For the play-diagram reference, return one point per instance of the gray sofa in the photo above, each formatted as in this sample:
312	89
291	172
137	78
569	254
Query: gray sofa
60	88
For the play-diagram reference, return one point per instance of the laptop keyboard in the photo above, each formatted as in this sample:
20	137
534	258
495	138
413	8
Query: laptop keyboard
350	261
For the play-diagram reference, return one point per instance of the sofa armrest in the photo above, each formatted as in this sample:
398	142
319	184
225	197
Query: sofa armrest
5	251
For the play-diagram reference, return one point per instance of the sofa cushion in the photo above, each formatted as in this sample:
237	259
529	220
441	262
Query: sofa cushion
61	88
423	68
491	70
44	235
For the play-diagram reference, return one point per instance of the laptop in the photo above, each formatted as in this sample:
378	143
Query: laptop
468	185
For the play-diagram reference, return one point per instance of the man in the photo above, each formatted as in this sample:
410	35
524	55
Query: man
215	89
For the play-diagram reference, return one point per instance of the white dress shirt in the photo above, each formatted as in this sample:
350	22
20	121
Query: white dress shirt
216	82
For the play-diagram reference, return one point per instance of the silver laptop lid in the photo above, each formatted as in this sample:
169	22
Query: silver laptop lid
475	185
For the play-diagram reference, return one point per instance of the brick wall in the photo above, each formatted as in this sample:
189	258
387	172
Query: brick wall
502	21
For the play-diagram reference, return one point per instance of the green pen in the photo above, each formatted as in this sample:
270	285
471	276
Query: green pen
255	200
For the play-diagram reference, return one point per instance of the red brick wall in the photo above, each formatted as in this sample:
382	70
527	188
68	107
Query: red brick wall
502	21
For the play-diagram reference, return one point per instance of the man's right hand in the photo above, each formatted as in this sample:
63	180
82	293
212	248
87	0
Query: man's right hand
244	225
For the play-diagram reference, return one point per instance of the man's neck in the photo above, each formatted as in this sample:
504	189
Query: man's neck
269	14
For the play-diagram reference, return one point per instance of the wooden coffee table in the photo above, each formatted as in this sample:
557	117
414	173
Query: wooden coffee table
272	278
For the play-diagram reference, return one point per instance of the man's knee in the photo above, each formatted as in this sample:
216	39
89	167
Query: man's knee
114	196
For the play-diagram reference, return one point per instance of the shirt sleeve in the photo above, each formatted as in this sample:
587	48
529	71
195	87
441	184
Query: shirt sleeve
_ _ _ _ _
• Problem to work on
Write out every entry exactly as given.

• Answer to this problem
For the play-diagram reference, return one point per instance of the gray sofa in the photo above, each formatted as in this sample:
312	89
291	172
137	78
569	254
Query: gray sofa
60	88
For the play-diagram reference, return one point per instance of the laptop keyboard in the photo above, each formatted as in this sample:
20	137
534	258
495	138
413	8
Query: laptop keyboard
350	261
For the play-diagram reference, return one point per instance of the sofa armrest in the photo above, each formatted as in this sample:
398	142
319	184
225	197
Query: sofa armrest
5	251
For the play-diagram reference, return one point per instance of the sofa cushion in the photo above, each formatted as in this sample:
237	259
529	220
441	262
Query: sofa cushion
61	88
423	68
491	70
44	235
For the play-diagram reference, return one point per instance of the laptop in the photo above, each formatted as in this sample:
378	143
Query: laptop
468	185
For the play-diagram reference, return one point per instance of the man in the photo above, each formatted as in this sample:
410	35
524	55
Query: man
215	89
For the play-diagram reference, return one point per instance of the white dress shirt in the photo above, each formatted as in this sample:
350	22
20	121
Query: white dress shirt
216	82
For the play-diagram reference, return one point per instance of the silver laptop lid in the photo above, each formatted as in this sample:
169	22
Query: silver laptop lid
475	185
For the play-diagram reference, return one point per instance of the brick wall in the photo above, each formatted as in this sample:
189	258
387	172
Query: brick wall
502	21
For the play-diagram reference, return one point per instance of the green pen in the photo above, each formatted as in this sample:
270	285
471	276
Query: green pen
255	200
For the play-diagram reference, return one point per instance of the red brick wall in the photo above, each formatted as in this sample:
382	70
527	188
68	107
Query: red brick wall
502	21
For the play-diagram reference, return one point per instance of the man's right hand in the photo above, each formatted as in this sample:
63	180
82	293
212	248
87	0
Query: man's right hand
244	225
For the play-diagram reference, return one point per instance of the man's neck in the photo above, each formatted as in this sample:
504	189
Query: man's neck
269	14
For the play-diagram reference, return one point per instance of the wooden coffee table in the photo above, each formatted as in this sample:
557	117
414	173
Query: wooden coffee table
272	278
For the play-diagram reference, return one point per instance of the man's knee in the photo above, each formatted as in this sample:
216	39
89	167
Query: man's knee
114	196
For the play-diagram reference, return one point per instance of the shirt sleeve in the photo above, each formatted as in this sample:
587	48
529	71
195	87
441	184
Query: shirt sleeve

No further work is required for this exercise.